▶ **TASK STATEMENT**: Rewrite the lines below as a JSON list of strings, one string per line with blank lines omitted, starting at the line containing "arm in the photo below." and ending at the last line. Leave out the pictures.

(Object location annotation data)

══════════

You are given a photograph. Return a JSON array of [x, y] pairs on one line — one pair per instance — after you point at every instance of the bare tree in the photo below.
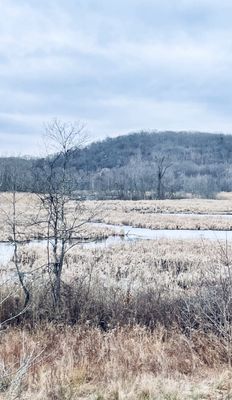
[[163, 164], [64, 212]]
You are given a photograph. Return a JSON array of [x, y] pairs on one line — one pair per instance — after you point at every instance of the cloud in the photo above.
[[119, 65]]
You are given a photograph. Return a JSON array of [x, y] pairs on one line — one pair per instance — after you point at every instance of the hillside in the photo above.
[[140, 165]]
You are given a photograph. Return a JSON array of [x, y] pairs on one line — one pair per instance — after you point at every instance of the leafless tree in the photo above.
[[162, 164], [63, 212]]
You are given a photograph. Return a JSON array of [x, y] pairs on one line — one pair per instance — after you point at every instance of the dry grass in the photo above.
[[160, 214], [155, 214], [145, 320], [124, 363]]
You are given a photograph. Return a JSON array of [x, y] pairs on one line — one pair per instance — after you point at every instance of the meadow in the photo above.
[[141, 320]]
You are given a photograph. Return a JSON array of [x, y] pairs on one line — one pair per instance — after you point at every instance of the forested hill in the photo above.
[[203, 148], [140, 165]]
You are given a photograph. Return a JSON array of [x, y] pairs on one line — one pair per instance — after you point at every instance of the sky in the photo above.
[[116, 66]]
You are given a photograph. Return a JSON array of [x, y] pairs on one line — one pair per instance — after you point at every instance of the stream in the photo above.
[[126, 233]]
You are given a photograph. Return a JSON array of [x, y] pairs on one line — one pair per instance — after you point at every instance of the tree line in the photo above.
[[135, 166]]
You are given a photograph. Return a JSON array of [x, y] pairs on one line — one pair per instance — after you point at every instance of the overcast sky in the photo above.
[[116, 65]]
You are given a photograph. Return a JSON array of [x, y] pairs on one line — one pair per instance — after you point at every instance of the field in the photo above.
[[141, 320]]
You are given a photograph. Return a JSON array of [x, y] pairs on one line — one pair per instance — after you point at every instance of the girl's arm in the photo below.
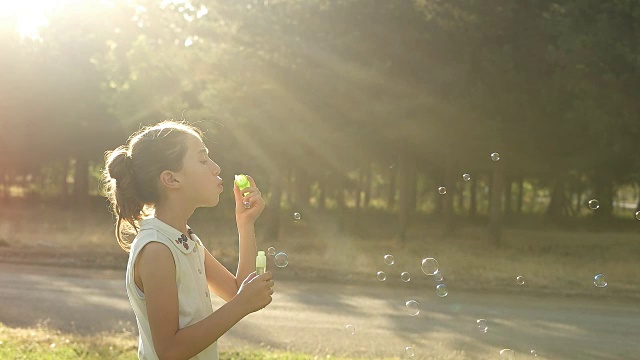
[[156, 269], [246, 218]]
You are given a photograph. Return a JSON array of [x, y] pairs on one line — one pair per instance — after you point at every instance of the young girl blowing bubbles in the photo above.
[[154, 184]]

══════════

▶ **REPLY TO THE TASK**:
[
  "You are given a photograph. Return a JSON array of [x, y] pairs on one line — one pair per instance — after you point at every instance of the girl's arm in the photo below.",
  "[[156, 269], [246, 218]]",
  "You are given a photograph. Return a JSON array of [x, y] pairs on one line — one pair per instance — after you point at every instance of the young girl blowing bubbles in the photo above.",
  "[[154, 184]]"
]